**Work instruction**
Please write out the part of the beef market article below that begins with the words "Grocery shopper across" and ends after the words "by American farmers.", keeping every word and mark unchanged.
═════ Text section
American Farmers Raise More Beef As Market Prices Hold Steady

Grocery shopper across the U.S. may have noticed that a pound of hamburger has been a lot easier to afford for the past year, or so. Just two years ago a pound of ground beef was hovering above the $4 range, but today one can routinely find a pound hamburger for about $2.49.

Despite lower prices, cattle ranchers are optimistic and are growing their herds. In fact, in the latest USDA update it was shown that the number of cows and calves is up 1% from a year ago. As of January 2018, there are 94.4 million head of cattle held by American farmers.

When looking specifically at beef cows, the numbers are even higher. This segment in the cattle market grew by 1.6%. This is the third year in a row that beef cattle numbers have increased.

Despite high supply and prices that have been lower than average, farmers are pushing forward with increasing herds. They feel good about a significant trend favoring strongly increasing demand for beef. Even so, industry analysts predict prices will go slightly lower for beef throughout 2018.

Why aren’t farmers too worried about downward pressure on price? Randy Blach, CEO of CattleFax, said beef producers “have everything going their way.” For example, beef exports have increased significantly while domestic demand at home has remained solid. American are just eating a lot of beef. Blach made his remarks at the recently held National Angus Convention.
══════════
═════ Data block
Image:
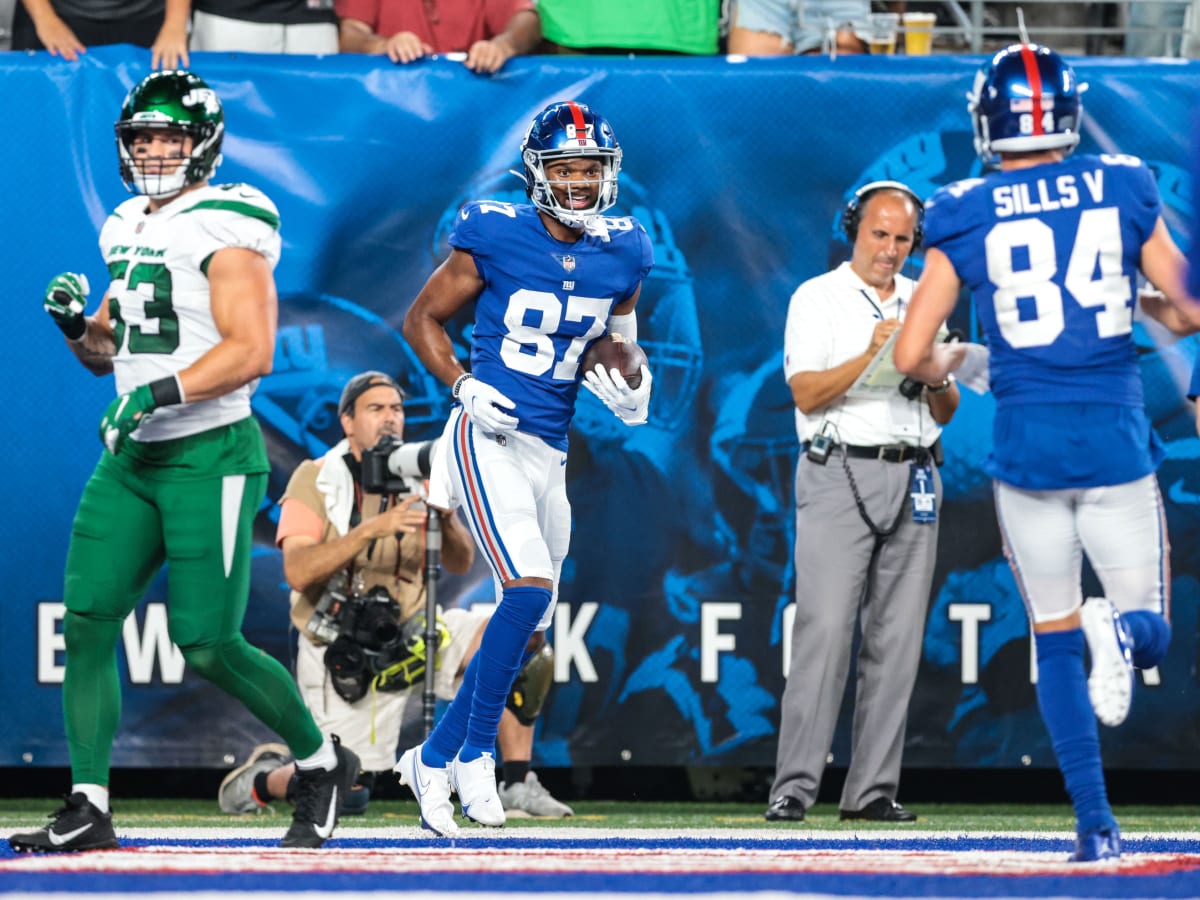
══════════
**Reply to the task**
Grocery shopper across the U.S. may have noticed that a pound of hamburger has been a lot easier to afford for the past year, or so. Just two years ago a pound of ground beef was hovering above the $4 range, but today one can routinely find a pound hamburger for about $2.49.

Despite lower prices, cattle ranchers are optimistic and are growing their herds. In fact, in the latest USDA update it was shown that the number of cows and calves is up 1% from a year ago. As of January 2018, there are 94.4 million head of cattle held by American farmers.